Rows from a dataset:

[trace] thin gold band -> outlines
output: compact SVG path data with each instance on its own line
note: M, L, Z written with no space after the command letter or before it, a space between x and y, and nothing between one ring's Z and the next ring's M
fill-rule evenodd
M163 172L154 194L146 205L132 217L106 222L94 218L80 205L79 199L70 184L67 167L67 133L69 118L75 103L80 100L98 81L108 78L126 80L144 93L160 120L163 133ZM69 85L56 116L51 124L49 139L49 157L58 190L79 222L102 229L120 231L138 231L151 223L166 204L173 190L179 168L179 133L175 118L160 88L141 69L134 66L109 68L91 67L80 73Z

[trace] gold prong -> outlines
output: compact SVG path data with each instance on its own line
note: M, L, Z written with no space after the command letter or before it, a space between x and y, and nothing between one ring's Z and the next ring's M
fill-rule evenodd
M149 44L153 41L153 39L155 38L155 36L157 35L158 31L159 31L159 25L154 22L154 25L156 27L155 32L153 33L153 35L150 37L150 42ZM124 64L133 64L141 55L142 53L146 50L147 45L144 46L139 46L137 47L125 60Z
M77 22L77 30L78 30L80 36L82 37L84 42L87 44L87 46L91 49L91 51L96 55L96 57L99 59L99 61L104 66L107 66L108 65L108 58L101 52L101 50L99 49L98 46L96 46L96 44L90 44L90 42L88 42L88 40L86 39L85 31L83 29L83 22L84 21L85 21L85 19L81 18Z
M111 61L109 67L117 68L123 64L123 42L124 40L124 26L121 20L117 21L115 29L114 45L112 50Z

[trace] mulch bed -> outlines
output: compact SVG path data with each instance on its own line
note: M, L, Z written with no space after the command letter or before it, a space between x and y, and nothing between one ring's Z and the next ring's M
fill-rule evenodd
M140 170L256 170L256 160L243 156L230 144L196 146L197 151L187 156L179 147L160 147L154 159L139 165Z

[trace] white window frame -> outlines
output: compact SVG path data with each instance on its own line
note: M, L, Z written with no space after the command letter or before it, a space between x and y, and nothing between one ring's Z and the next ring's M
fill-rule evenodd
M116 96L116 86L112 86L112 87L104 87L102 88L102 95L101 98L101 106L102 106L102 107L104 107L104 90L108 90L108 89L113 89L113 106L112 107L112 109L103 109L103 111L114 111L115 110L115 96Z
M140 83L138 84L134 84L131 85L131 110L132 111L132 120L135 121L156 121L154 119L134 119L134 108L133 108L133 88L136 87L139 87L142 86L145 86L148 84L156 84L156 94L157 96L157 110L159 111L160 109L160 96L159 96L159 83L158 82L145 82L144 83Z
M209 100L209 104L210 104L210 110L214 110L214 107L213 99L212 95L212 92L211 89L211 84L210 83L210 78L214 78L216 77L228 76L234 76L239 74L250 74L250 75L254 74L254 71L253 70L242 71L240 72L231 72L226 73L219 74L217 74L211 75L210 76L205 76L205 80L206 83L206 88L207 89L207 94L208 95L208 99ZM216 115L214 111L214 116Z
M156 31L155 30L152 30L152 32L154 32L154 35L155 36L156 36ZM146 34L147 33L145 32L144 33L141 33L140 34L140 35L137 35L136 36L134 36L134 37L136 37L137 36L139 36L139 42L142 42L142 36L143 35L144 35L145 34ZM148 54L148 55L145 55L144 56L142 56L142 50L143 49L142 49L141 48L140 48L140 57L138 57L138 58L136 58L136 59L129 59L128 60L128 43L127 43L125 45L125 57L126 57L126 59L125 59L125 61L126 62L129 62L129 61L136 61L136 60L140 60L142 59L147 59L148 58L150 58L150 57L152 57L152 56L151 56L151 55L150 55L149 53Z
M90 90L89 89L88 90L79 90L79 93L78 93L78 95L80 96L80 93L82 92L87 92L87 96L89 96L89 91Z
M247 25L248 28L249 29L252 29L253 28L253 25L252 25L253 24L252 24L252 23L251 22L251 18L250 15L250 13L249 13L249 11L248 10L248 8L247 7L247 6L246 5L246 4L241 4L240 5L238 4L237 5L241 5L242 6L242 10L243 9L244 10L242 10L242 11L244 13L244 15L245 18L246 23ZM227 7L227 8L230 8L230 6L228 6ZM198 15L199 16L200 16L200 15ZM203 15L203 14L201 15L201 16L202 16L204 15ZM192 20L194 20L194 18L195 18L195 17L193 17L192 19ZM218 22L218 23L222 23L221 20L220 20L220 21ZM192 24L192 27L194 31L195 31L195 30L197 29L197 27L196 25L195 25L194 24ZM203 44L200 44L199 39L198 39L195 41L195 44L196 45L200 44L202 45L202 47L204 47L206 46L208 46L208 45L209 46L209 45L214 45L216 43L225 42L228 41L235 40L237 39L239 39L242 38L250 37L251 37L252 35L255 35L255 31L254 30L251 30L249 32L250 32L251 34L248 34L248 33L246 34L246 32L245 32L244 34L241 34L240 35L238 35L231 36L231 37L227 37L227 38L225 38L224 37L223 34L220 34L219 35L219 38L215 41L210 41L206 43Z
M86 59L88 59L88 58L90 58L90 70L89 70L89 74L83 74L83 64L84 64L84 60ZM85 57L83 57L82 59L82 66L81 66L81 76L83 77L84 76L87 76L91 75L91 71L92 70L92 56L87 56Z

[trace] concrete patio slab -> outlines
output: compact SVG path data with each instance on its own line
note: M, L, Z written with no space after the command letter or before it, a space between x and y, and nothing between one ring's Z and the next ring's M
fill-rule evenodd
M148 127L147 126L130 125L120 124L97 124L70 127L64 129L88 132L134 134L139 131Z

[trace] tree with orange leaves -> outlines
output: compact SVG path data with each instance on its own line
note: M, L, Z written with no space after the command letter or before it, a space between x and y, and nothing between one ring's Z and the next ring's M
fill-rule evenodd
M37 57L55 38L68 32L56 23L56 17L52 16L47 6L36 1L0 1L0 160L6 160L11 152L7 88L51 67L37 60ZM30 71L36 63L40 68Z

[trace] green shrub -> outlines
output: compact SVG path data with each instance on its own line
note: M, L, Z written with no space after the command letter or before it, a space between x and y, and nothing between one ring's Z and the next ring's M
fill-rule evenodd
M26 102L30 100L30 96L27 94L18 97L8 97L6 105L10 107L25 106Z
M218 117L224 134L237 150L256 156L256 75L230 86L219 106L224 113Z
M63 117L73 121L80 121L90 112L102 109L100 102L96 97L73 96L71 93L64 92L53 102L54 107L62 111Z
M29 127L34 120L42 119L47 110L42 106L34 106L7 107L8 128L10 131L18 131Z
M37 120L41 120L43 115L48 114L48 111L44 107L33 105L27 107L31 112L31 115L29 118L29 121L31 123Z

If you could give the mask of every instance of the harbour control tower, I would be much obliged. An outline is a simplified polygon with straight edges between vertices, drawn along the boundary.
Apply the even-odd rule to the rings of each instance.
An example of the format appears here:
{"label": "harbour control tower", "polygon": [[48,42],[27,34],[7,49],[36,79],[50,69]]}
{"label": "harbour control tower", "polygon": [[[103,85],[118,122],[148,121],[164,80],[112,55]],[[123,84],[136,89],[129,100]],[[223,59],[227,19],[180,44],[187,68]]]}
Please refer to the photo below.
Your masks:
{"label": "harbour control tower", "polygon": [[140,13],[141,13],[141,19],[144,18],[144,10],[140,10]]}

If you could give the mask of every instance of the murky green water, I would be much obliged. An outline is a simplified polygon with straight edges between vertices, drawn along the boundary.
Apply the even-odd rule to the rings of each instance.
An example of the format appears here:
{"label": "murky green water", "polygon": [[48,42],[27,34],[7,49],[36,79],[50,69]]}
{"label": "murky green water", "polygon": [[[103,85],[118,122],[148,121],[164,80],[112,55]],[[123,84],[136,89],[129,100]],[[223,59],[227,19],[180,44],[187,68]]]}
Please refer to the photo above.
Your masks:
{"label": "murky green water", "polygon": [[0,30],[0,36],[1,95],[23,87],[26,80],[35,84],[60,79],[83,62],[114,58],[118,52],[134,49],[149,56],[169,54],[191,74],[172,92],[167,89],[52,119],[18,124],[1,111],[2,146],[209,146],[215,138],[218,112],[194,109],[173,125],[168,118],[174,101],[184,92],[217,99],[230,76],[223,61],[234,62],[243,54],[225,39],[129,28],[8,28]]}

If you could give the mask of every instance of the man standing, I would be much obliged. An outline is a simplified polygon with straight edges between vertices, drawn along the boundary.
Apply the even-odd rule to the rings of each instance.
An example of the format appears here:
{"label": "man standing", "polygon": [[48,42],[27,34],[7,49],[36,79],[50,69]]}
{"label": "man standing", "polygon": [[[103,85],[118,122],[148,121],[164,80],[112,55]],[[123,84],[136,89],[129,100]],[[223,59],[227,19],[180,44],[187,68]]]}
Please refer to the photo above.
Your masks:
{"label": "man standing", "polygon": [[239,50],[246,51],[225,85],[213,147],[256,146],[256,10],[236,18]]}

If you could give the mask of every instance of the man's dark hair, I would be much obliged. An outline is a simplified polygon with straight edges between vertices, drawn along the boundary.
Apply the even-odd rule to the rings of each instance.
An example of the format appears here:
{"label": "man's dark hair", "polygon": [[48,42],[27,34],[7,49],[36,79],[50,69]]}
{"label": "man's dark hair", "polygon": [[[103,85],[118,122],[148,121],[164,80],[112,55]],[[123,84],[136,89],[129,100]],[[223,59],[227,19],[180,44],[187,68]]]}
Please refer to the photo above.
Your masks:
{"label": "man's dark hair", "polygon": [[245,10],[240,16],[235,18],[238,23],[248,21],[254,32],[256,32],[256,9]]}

---

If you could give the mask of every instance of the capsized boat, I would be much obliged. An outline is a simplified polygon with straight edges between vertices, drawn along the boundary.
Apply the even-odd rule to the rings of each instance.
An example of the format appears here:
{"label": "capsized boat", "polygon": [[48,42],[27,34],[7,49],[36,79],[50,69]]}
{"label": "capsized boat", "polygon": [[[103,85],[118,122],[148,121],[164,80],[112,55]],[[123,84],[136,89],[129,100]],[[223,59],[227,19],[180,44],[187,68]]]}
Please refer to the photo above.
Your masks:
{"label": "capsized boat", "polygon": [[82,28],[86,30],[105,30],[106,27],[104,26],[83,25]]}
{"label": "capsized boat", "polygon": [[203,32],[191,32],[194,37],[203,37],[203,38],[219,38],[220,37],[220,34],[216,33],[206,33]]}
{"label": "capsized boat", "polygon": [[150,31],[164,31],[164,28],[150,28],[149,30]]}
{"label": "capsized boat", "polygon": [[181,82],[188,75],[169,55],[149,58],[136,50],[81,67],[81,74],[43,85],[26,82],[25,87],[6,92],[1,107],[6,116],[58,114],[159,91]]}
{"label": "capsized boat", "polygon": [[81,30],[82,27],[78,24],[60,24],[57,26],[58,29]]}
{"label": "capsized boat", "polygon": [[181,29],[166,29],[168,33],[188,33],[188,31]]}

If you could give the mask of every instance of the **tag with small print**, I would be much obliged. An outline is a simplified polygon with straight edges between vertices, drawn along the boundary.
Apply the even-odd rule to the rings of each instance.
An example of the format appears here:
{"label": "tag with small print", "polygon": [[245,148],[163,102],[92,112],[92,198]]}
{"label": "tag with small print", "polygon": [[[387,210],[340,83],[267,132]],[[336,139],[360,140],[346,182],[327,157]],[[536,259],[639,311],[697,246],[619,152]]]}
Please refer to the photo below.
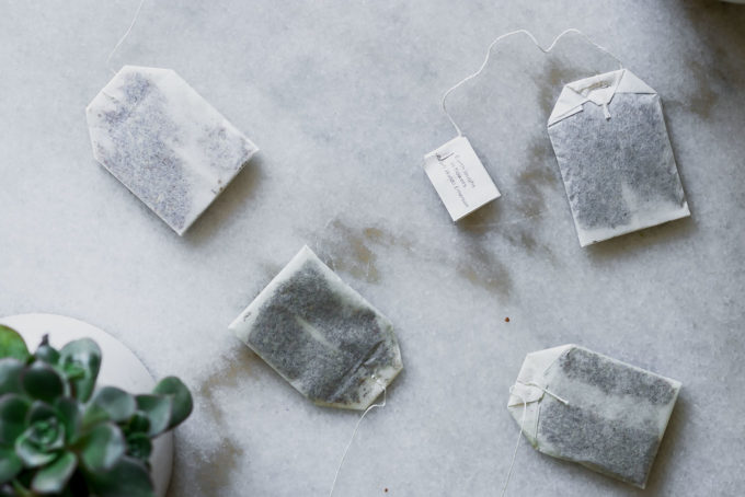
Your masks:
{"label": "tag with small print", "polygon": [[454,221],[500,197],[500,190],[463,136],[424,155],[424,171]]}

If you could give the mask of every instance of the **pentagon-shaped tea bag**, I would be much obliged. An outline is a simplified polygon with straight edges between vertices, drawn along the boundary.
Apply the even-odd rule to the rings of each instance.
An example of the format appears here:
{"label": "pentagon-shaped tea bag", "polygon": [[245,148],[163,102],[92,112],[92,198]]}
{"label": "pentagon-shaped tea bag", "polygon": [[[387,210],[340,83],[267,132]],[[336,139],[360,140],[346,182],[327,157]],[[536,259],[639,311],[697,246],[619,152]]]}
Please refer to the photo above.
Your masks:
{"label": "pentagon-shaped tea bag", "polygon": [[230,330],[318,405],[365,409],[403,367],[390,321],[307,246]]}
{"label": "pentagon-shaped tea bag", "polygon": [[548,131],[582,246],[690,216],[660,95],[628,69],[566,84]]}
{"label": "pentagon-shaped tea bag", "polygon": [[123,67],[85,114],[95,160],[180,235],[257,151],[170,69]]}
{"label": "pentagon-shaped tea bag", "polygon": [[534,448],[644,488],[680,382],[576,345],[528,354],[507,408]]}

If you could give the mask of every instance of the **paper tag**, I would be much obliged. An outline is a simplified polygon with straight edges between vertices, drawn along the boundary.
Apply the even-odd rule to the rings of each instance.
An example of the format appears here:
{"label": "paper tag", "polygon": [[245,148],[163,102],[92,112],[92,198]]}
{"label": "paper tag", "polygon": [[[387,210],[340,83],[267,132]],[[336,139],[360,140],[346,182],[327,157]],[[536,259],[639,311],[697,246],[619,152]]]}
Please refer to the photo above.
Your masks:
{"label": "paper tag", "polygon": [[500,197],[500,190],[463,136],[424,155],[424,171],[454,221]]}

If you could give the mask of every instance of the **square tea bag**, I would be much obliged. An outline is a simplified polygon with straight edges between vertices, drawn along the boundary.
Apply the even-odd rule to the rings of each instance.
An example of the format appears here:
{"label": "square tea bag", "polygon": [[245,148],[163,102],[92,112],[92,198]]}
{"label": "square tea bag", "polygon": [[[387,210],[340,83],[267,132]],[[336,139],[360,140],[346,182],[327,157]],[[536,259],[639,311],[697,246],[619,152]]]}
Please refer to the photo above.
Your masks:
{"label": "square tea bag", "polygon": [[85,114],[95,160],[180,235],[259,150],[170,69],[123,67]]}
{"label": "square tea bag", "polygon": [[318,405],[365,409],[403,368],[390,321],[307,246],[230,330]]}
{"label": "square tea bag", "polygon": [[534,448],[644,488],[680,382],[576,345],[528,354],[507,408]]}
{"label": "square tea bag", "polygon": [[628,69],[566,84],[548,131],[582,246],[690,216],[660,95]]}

» **Problem requirements**: Change "green shrub" to "leafy bush" in everything from the line containing "[trace] tree with orange leaves -> outlines" down to the line containing "M37 120L41 120L43", and write out those lines with nothing else altered.

» **Task solution**:
[trace] tree with orange leaves -> outlines
output: compact SVG path data with each instance on its own line
note: M, L, Z written with no space after the command letter or before it, a space between x and y, and nothing between one ring's Z and the next ring's M
fill-rule evenodd
M37 57L55 38L68 32L56 23L56 17L52 16L47 6L36 1L0 1L0 160L6 160L11 152L7 88L51 67L37 60ZM30 71L36 63L40 68Z

[trace] leafy bush -> outlines
output: compact SVG path data with each instance on its own line
note: M, L, Z written with no space after the command letter or before it, a space between x and y, and nothing between one ring's Z and the next ring's M
fill-rule evenodd
M26 102L30 100L30 96L27 94L18 97L8 97L6 105L10 107L25 106Z
M218 117L224 134L237 150L256 156L256 75L230 86L219 106L224 113Z
M63 117L73 121L80 121L90 112L102 109L100 102L96 97L73 96L71 93L64 92L53 102L54 107L62 111Z
M29 127L34 120L42 119L47 110L42 106L34 106L7 107L8 128L10 131L18 131Z
M37 120L41 120L43 115L48 114L48 111L44 107L33 105L27 107L31 112L31 115L29 118L29 121L31 123Z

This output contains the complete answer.